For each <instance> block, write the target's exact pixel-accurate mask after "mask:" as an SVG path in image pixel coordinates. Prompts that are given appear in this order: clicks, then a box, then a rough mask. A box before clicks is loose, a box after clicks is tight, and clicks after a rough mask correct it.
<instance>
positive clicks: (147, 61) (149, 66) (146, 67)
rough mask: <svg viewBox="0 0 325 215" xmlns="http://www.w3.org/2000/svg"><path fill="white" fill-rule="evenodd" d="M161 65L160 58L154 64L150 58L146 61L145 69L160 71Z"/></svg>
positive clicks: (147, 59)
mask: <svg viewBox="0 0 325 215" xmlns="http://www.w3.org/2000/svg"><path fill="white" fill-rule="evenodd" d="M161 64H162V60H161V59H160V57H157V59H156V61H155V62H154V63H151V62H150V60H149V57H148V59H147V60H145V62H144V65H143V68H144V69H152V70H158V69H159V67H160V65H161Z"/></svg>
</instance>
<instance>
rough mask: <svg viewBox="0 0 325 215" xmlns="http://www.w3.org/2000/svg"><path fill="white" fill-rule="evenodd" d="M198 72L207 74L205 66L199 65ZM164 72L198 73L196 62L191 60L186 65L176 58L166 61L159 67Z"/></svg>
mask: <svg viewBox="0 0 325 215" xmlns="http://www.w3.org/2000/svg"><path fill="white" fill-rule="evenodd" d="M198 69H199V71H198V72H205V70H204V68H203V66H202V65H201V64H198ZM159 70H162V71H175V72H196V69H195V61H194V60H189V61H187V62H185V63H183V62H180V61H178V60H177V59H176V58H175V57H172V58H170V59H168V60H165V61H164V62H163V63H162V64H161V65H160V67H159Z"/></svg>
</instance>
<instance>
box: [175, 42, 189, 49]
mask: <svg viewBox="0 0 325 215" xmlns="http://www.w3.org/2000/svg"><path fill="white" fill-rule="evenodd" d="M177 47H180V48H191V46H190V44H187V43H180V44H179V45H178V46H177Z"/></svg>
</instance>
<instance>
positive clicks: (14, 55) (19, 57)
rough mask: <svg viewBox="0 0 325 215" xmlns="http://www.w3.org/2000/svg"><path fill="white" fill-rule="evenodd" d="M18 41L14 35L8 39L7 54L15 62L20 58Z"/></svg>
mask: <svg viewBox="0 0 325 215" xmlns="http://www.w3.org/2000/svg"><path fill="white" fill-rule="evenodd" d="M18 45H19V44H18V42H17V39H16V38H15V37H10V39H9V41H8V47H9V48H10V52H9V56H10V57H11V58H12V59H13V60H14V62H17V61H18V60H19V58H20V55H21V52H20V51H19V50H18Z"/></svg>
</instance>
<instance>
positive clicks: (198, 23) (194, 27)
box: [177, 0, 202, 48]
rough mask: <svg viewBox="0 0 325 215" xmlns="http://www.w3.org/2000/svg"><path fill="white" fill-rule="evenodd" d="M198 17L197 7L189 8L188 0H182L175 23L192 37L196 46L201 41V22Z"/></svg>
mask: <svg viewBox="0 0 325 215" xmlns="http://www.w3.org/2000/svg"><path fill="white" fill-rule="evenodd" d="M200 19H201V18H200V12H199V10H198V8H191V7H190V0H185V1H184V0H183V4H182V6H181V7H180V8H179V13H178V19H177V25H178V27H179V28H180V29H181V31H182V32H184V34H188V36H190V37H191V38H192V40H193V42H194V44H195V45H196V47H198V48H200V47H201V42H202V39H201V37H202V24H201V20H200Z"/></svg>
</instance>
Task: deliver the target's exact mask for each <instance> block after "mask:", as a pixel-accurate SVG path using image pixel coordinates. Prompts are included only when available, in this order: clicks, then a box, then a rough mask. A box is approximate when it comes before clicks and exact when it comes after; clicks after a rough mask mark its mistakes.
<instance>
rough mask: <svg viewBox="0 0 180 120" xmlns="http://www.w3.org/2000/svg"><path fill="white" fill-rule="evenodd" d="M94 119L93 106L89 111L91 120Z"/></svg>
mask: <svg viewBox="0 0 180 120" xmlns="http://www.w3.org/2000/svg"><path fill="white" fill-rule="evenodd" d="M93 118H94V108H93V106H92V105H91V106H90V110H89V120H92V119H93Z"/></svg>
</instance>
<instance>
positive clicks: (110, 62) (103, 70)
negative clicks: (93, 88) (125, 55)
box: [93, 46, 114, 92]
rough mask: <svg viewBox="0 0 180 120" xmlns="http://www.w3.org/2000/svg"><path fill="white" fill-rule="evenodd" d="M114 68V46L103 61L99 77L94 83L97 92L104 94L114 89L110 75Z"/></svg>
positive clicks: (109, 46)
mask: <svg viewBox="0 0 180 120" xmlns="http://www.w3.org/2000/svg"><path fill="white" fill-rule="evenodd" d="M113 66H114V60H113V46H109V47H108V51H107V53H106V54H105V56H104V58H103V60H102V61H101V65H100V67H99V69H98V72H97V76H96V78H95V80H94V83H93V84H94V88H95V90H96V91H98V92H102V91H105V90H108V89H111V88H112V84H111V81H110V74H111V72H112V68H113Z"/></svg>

───

- _TASK TO COMPLETE_
Copy all of the rows above verbatim, without changing a single character.

- _RESULT BELOW_
For each <instance> block, write the target's exact pixel-accurate mask after "mask:" as an SVG path in image pixel coordinates. Prompts that are given appear in this order: clicks, then a box, then a rough mask. A box before clicks is loose, a box after clicks is tight, and clicks after a rough mask correct it.
<instance>
positive clicks: (147, 61) (149, 66) (146, 67)
rough mask: <svg viewBox="0 0 325 215" xmlns="http://www.w3.org/2000/svg"><path fill="white" fill-rule="evenodd" d="M161 65L160 58L154 64L150 58L146 61L145 69L160 71Z"/></svg>
positive clicks: (147, 59)
mask: <svg viewBox="0 0 325 215" xmlns="http://www.w3.org/2000/svg"><path fill="white" fill-rule="evenodd" d="M161 64H162V60H161V59H160V57H157V59H156V61H155V62H154V63H151V62H150V60H149V57H148V59H147V60H145V62H144V65H143V68H144V69H152V70H158V69H159V67H160V65H161Z"/></svg>
</instance>
<instance>
rough mask: <svg viewBox="0 0 325 215" xmlns="http://www.w3.org/2000/svg"><path fill="white" fill-rule="evenodd" d="M198 72L207 74L205 66L199 65ZM164 72L198 73L196 62L191 60L186 65L176 58L166 61L159 67Z"/></svg>
mask: <svg viewBox="0 0 325 215" xmlns="http://www.w3.org/2000/svg"><path fill="white" fill-rule="evenodd" d="M198 69H199V71H198V72H205V70H204V68H203V66H202V65H201V64H198ZM159 70H162V71H175V72H196V69H195V61H194V60H189V61H187V62H185V63H183V62H180V61H178V60H177V59H176V58H175V57H172V58H170V59H168V60H165V61H164V62H163V63H162V64H161V65H160V67H159Z"/></svg>
</instance>
<instance>
box: [175, 42, 189, 49]
mask: <svg viewBox="0 0 325 215" xmlns="http://www.w3.org/2000/svg"><path fill="white" fill-rule="evenodd" d="M177 47H180V48H191V46H190V44H187V43H180V44H179V45H178V46H177Z"/></svg>
</instance>
<instance>
positive clicks: (14, 55) (19, 57)
rough mask: <svg viewBox="0 0 325 215" xmlns="http://www.w3.org/2000/svg"><path fill="white" fill-rule="evenodd" d="M18 41L14 35L8 39L7 54L15 62L20 58Z"/></svg>
mask: <svg viewBox="0 0 325 215" xmlns="http://www.w3.org/2000/svg"><path fill="white" fill-rule="evenodd" d="M18 45H19V44H18V42H17V39H16V38H15V37H10V39H9V41H8V47H9V48H10V52H9V56H10V57H11V58H12V59H13V60H14V62H17V61H18V60H19V58H20V55H21V52H20V51H19V50H18Z"/></svg>
</instance>
<instance>
positive clicks: (198, 23) (194, 27)
box: [177, 0, 202, 48]
rough mask: <svg viewBox="0 0 325 215" xmlns="http://www.w3.org/2000/svg"><path fill="white" fill-rule="evenodd" d="M198 17L197 7L189 8L188 0H182L175 23L192 37L196 46L201 41V22Z"/></svg>
mask: <svg viewBox="0 0 325 215" xmlns="http://www.w3.org/2000/svg"><path fill="white" fill-rule="evenodd" d="M200 19H201V18H200V12H199V10H198V8H191V7H190V0H185V1H184V0H183V4H182V6H181V7H180V8H179V13H178V19H177V25H178V27H179V28H180V29H181V31H182V32H184V34H188V36H190V37H191V38H192V40H193V42H194V44H195V45H196V47H198V48H200V47H201V42H202V39H201V37H202V24H201V20H200Z"/></svg>
</instance>
Task: deliver the target's exact mask for each <instance> block after "mask:", as a pixel-accurate SVG path using image pixel coordinates. Prompts are included only when available, in this order: clicks, then a box, then a rough mask. A box is approximate when it comes before clicks and exact when it comes after; clicks after a rough mask mark its mistakes.
<instance>
rough mask: <svg viewBox="0 0 180 120" xmlns="http://www.w3.org/2000/svg"><path fill="white" fill-rule="evenodd" d="M94 119L93 106L89 111L91 120Z"/></svg>
mask: <svg viewBox="0 0 180 120" xmlns="http://www.w3.org/2000/svg"><path fill="white" fill-rule="evenodd" d="M93 118H94V108H93V106H92V105H91V106H90V110H89V120H92V119H93Z"/></svg>
</instance>
<instance>
positive clicks: (110, 62) (103, 70)
negative clicks: (93, 88) (125, 55)
box: [93, 46, 114, 92]
rough mask: <svg viewBox="0 0 180 120" xmlns="http://www.w3.org/2000/svg"><path fill="white" fill-rule="evenodd" d="M114 68V46L103 61L99 77L94 83L97 92L104 94L114 89L110 75Z"/></svg>
positive clicks: (109, 46)
mask: <svg viewBox="0 0 180 120" xmlns="http://www.w3.org/2000/svg"><path fill="white" fill-rule="evenodd" d="M113 66H114V60H113V46H109V47H108V51H107V53H106V54H105V56H104V58H103V60H102V61H101V65H100V67H99V69H98V72H97V76H96V78H95V80H94V83H93V84H94V88H95V90H96V91H98V92H102V91H105V90H108V89H111V88H112V84H111V81H110V74H111V72H112V68H113Z"/></svg>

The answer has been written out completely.